[Items from a data source]
________________________

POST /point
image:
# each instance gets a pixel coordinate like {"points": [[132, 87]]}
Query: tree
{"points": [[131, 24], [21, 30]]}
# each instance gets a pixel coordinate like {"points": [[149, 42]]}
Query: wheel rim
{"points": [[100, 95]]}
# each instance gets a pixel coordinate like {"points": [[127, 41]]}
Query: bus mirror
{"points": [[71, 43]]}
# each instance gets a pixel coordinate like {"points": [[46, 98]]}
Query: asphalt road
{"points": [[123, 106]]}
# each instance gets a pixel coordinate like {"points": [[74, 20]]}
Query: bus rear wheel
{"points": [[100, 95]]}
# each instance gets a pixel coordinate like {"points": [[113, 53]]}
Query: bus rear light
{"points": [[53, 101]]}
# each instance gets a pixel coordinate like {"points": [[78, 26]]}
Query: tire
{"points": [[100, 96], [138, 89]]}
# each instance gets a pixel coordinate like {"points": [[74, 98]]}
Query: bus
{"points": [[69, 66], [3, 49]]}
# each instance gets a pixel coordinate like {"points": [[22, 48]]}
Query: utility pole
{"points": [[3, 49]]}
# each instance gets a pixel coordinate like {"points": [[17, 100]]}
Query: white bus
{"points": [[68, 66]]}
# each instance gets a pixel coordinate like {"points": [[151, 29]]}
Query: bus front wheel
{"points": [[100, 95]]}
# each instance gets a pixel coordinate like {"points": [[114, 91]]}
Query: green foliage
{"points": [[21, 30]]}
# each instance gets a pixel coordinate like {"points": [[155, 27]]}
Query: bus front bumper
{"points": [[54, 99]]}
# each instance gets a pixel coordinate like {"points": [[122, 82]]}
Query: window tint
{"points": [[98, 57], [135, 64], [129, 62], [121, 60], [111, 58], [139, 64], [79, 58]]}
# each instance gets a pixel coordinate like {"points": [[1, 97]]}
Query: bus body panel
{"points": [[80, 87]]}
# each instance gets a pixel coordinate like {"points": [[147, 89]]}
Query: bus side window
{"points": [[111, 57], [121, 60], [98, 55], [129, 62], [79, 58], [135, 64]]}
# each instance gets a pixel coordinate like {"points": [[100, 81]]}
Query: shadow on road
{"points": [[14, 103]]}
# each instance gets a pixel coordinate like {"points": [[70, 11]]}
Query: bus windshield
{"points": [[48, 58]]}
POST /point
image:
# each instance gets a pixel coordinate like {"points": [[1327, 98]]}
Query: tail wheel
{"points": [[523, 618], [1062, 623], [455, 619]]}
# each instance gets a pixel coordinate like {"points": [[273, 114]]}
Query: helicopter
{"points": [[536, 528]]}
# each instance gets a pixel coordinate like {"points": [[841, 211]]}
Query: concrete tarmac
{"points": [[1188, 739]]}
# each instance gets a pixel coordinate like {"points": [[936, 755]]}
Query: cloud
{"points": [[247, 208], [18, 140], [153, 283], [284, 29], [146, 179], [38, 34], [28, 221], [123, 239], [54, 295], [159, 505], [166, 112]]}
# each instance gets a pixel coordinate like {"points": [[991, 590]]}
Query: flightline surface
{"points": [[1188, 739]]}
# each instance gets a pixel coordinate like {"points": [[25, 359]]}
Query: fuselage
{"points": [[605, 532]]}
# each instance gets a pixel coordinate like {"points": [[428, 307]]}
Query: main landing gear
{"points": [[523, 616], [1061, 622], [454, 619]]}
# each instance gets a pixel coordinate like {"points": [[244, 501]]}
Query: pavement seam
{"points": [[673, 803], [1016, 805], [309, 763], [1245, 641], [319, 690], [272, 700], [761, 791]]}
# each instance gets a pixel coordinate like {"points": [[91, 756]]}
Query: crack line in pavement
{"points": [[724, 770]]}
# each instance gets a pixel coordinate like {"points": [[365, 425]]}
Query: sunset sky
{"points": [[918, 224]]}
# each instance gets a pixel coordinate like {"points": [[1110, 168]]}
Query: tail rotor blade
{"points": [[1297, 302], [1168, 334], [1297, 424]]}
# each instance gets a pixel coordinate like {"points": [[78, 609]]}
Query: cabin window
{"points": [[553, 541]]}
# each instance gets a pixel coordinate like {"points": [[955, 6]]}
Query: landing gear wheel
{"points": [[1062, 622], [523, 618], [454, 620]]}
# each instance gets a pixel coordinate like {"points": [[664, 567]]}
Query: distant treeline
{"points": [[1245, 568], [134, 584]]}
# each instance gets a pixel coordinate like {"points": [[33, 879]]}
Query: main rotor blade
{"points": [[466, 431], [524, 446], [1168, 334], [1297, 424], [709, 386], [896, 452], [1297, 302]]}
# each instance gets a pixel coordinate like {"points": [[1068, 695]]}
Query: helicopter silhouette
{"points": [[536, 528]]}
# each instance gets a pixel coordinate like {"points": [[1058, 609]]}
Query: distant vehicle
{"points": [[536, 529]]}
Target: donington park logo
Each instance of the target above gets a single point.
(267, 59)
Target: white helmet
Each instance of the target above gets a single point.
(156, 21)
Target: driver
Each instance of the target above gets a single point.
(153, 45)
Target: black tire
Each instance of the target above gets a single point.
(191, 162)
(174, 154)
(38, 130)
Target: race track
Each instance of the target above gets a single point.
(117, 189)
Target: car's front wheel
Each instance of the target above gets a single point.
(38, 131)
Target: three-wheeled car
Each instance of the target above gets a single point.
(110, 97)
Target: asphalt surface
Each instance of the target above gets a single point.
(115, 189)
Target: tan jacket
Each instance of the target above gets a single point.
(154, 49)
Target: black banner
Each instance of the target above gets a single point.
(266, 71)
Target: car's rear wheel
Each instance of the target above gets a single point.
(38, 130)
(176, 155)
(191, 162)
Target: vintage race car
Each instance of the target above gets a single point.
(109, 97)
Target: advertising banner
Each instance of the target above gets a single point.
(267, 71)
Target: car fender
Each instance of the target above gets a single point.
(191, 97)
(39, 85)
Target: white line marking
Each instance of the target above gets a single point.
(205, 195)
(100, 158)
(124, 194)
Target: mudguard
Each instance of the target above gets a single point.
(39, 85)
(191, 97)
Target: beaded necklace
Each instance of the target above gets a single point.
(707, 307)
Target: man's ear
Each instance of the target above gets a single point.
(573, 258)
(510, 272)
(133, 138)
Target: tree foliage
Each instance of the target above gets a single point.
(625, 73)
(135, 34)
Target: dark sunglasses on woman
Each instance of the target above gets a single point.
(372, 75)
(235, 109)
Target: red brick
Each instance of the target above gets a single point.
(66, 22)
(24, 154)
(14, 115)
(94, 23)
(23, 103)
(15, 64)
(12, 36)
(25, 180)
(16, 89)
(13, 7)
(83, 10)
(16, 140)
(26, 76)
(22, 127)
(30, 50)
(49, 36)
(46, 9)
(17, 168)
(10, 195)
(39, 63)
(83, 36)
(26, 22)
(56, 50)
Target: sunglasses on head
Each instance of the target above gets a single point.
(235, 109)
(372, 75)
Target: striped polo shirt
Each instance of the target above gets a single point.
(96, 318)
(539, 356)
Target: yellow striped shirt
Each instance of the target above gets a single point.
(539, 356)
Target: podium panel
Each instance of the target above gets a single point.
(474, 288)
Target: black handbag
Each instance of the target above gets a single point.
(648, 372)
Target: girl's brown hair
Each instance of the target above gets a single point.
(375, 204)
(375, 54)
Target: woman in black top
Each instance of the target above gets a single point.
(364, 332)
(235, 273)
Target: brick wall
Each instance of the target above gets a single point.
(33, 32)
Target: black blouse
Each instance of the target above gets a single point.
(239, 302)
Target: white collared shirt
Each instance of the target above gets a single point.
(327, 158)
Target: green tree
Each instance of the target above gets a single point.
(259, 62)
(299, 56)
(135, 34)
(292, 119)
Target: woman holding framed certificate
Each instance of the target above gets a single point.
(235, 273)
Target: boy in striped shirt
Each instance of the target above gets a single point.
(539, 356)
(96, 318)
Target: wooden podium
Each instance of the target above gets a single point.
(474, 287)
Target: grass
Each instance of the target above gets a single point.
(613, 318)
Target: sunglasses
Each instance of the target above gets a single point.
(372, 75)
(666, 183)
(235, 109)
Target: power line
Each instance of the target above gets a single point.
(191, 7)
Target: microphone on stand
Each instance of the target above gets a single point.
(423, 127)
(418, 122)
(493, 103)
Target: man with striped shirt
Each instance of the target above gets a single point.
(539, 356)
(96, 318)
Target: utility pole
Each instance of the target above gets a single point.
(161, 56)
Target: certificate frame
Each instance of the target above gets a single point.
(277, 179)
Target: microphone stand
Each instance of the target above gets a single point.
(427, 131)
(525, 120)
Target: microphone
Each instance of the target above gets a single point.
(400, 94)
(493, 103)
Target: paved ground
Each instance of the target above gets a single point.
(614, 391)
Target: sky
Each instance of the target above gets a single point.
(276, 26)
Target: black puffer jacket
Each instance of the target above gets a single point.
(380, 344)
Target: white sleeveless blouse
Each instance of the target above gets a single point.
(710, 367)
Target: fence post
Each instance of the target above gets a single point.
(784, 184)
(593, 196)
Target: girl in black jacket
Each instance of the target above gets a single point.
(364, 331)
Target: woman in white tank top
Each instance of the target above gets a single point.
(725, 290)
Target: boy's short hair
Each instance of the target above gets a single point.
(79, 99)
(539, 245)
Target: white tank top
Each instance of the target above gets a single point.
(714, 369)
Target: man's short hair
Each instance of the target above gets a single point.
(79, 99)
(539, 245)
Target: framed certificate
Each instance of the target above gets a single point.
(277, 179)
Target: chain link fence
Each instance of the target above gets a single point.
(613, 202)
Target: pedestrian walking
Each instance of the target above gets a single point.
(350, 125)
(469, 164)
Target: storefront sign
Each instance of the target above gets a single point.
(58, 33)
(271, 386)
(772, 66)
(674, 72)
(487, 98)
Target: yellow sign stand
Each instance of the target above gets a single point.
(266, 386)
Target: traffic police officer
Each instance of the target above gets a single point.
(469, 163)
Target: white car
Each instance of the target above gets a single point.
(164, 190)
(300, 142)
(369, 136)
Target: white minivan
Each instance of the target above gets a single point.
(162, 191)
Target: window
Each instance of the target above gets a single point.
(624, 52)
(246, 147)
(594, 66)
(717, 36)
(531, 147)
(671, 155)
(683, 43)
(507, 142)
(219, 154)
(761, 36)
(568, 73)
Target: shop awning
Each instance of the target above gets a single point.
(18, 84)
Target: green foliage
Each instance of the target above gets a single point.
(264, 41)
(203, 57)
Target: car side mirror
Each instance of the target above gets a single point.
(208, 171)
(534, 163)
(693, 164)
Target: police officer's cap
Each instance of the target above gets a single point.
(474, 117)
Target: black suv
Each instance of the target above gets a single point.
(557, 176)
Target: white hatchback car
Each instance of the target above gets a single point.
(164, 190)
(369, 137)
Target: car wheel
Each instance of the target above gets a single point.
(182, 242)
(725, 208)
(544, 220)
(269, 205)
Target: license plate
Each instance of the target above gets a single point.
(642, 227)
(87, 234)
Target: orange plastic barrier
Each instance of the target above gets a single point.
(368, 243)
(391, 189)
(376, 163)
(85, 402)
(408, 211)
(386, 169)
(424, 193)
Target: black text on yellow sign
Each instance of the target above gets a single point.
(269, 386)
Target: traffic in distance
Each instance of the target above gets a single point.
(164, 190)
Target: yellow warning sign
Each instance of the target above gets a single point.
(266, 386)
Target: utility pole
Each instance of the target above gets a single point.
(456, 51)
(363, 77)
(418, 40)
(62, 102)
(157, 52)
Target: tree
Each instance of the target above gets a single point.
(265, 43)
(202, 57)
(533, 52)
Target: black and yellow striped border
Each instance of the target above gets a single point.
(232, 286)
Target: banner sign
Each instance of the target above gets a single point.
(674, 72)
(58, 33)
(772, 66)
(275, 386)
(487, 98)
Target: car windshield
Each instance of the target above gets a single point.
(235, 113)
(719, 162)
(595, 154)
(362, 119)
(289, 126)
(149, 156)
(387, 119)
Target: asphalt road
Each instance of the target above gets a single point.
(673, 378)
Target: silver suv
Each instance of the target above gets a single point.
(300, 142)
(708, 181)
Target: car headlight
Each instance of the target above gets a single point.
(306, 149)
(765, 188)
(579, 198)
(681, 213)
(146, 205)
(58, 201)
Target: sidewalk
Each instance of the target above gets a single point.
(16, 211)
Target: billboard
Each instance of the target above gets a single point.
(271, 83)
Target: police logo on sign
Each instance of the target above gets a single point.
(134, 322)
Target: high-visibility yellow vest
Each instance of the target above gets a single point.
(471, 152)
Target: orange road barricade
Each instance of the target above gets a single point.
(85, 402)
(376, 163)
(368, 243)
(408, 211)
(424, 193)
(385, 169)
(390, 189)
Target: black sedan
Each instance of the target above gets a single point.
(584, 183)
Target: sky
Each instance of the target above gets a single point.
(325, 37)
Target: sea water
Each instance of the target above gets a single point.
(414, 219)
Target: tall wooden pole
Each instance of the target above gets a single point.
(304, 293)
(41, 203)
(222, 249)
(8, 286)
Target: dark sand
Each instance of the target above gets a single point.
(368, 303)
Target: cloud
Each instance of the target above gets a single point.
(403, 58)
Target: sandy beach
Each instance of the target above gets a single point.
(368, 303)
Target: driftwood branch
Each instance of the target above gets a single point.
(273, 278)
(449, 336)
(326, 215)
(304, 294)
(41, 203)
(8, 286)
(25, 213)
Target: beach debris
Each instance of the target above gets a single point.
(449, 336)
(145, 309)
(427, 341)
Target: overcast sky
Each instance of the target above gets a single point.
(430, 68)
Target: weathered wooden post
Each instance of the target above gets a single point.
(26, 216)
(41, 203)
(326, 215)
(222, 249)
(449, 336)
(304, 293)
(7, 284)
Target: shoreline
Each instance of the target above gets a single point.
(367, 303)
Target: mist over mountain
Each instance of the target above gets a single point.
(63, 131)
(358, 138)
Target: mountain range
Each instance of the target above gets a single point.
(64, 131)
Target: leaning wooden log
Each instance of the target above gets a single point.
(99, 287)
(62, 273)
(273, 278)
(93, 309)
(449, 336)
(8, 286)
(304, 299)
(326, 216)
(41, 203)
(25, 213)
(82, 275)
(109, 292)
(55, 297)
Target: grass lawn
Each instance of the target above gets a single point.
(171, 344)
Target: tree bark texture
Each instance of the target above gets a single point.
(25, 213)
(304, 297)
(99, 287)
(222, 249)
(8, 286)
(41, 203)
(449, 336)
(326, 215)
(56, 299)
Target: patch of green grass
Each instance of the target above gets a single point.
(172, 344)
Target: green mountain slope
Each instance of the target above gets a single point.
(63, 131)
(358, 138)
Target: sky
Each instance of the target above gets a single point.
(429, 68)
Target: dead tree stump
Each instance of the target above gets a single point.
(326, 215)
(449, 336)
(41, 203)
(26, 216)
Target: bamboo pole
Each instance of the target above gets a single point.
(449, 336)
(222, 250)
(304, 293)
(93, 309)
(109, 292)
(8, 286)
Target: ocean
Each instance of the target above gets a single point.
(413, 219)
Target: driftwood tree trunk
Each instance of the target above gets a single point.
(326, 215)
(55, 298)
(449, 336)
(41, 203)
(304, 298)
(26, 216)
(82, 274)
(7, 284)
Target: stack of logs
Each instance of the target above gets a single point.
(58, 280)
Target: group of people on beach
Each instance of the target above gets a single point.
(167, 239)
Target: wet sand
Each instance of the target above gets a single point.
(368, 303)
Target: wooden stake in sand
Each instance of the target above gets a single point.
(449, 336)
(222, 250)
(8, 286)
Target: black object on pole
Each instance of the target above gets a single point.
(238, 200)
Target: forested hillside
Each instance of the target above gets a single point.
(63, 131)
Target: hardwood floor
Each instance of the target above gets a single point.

________________________

**Required work:** Write out every line, unchanged, from the one containing "Target: ocean" through the closing line of the data.

**Output of the task:**
Target: ocean
Each instance of the target above gets a single point.
(413, 219)
Target: driftwood tree trunk
Each instance of the target above gets a single point.
(326, 215)
(55, 298)
(449, 336)
(41, 203)
(304, 298)
(26, 216)
(82, 274)
(7, 284)
Target: stack of logs
Each instance of the target above gets a single point.
(58, 280)
Target: group of people on beach
Each instance of the target above gets a single point.
(167, 239)
Target: wet sand
Each instance of the target above gets a single point.
(368, 303)
Target: wooden stake in sand
Each instance of the target above gets a single point.
(449, 336)
(222, 250)
(8, 286)
Target: black object on pole
Each instance of the target above gets a single point.
(238, 200)
Target: forested hillside
Each instance of the target above gets a single point.
(63, 131)
Target: hardwood floor
Each instance of the target above gets a single point.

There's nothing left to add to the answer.